→ What is needed:
Update all of the rows below by changing "front tire" to "front wheel" and keeping every other part as it stands. Omit the pictures from your answer.

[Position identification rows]
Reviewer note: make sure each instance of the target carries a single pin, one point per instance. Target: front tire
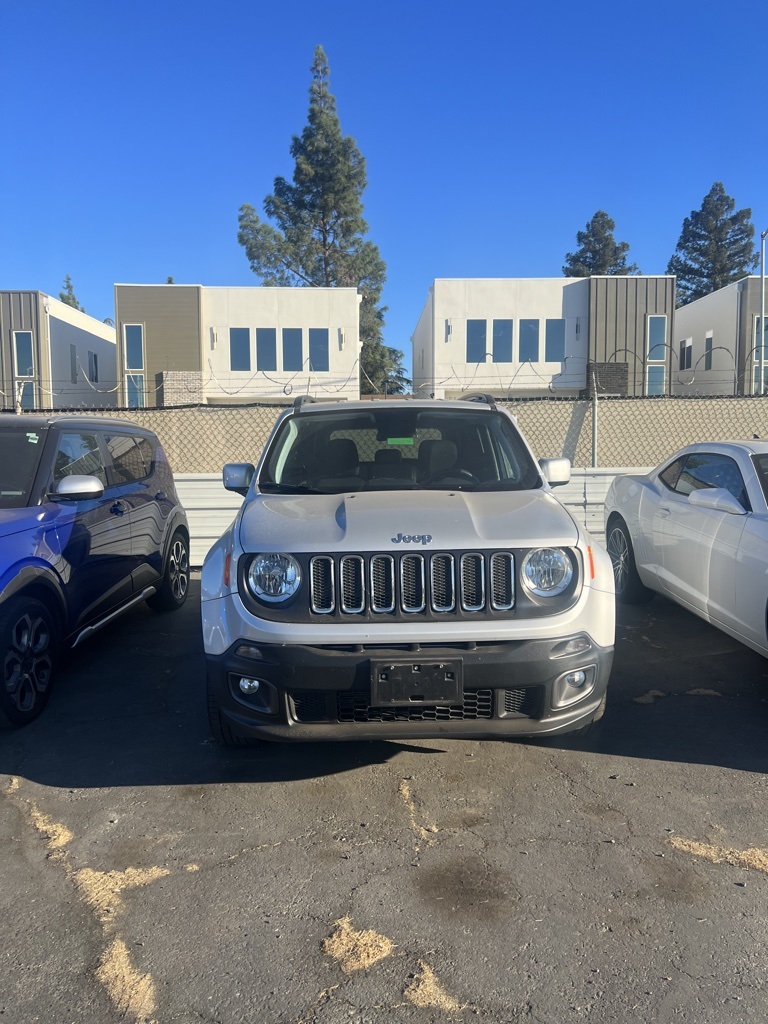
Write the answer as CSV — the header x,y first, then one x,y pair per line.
x,y
630,589
175,586
29,648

→ The result:
Reviewer note: make sure each instance of the target carries a single pin, one point per instance. Target: front wheel
Write the answer as CSV — the header x,y first, then one x,y pair per line.
x,y
630,589
175,586
29,648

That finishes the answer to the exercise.